* Start *

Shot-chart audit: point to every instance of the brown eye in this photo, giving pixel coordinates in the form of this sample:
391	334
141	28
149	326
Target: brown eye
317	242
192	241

* End *

» **Goal**:
Extract every line of the entries that contains the word "brown".

» **Final answer**:
Shot-chart audit: point to every instance of the brown eye in this photo, giving pixel coordinates in the form of this sample:
Target: brown eye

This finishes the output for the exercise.